- INPUT DATA
○ ○ ○

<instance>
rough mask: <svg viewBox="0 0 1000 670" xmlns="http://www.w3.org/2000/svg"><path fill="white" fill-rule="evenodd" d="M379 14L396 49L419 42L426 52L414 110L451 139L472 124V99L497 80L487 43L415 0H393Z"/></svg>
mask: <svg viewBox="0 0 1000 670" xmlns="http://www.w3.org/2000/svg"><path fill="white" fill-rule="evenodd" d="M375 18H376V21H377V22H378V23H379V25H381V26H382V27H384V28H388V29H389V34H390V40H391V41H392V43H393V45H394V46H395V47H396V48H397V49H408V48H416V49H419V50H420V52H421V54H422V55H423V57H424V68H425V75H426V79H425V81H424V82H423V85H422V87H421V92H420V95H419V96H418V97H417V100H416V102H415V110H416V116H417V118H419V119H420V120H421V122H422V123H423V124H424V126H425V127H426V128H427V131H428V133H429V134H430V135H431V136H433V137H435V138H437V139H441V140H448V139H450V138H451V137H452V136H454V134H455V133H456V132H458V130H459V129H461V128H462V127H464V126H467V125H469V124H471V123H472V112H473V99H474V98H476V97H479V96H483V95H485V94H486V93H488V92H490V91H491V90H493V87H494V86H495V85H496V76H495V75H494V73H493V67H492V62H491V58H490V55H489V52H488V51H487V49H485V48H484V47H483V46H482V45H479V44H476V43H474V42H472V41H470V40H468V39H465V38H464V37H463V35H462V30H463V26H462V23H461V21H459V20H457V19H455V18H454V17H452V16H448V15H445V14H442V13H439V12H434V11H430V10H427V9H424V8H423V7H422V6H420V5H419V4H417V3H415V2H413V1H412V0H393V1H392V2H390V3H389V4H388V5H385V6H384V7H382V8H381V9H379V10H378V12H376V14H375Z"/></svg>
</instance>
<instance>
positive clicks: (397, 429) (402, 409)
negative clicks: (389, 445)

○ ○ ○

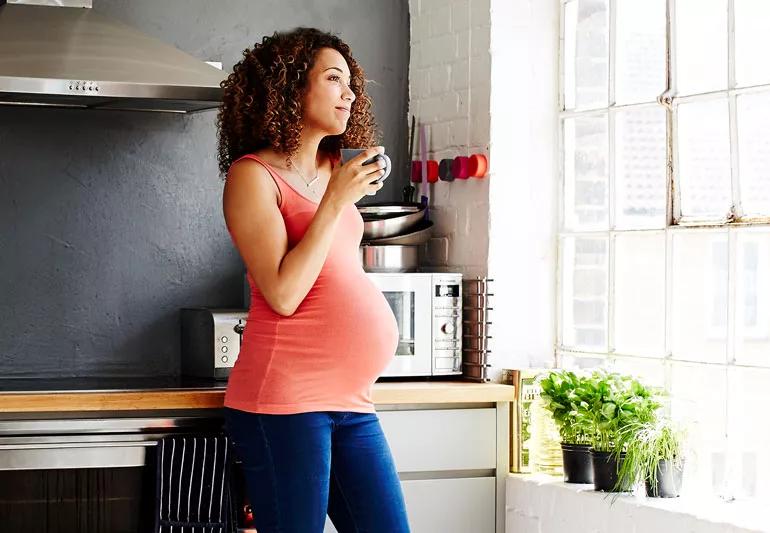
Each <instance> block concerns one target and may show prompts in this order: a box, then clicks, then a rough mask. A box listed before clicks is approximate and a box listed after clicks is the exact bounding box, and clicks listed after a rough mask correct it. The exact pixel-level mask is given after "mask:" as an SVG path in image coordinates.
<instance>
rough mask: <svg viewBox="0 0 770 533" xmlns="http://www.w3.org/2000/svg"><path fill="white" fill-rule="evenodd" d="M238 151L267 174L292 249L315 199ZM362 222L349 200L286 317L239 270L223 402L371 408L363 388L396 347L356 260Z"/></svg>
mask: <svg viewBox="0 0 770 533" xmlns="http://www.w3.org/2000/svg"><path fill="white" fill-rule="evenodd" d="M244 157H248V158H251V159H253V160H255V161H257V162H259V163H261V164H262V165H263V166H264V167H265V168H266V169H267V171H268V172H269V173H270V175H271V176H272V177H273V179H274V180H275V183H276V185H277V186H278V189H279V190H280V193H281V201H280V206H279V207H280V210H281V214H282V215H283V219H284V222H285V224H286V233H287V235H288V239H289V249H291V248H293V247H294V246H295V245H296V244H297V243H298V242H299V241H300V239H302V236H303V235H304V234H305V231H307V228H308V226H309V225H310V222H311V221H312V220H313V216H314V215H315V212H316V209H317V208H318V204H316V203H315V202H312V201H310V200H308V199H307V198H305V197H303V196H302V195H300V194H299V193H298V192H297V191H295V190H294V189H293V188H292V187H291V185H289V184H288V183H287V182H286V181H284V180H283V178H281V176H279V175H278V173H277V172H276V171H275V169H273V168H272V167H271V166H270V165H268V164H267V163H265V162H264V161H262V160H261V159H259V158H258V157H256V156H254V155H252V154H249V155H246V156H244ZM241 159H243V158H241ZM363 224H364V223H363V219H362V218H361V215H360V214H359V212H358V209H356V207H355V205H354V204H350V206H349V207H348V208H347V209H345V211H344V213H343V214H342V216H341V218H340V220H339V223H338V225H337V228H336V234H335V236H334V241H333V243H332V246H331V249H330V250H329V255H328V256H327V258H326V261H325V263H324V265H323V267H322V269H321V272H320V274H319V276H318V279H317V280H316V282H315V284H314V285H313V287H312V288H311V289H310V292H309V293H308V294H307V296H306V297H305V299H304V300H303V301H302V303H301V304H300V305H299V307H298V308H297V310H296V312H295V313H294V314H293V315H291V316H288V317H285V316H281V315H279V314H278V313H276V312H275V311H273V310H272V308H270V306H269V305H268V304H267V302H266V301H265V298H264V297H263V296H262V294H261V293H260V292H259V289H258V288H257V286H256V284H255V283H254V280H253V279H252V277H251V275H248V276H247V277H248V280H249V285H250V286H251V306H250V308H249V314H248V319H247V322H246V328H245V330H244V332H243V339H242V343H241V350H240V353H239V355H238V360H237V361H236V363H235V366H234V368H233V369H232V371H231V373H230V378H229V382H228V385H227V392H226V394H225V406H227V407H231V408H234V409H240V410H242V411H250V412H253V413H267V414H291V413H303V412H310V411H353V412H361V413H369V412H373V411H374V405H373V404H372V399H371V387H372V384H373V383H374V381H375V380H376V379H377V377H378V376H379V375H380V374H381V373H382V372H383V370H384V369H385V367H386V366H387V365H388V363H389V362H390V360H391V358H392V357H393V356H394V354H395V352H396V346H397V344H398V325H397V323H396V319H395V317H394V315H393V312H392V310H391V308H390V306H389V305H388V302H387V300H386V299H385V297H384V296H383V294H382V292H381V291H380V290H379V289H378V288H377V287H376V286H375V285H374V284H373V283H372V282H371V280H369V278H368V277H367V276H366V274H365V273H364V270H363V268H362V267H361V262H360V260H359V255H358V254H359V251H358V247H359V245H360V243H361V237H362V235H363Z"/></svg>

○ ○ ○

- EXERCISE OBJECTIVE
Apply a filter for "clicks" to the data above, then copy each line that matches.

- EXERCISE RESULT
positive clicks: (397, 429) (402, 409)
negative clicks: (389, 445)
Each <instance> block concerns one target and may show prompts in this order: a box, then clicks, then a rough mask. A box listed before clicks is approximate and a box listed after clicks is the exact bounding box, and clicks listed after a rough mask correct it. The exact pixel-level mask is given after "mask:" as an SVG path in image coordinates.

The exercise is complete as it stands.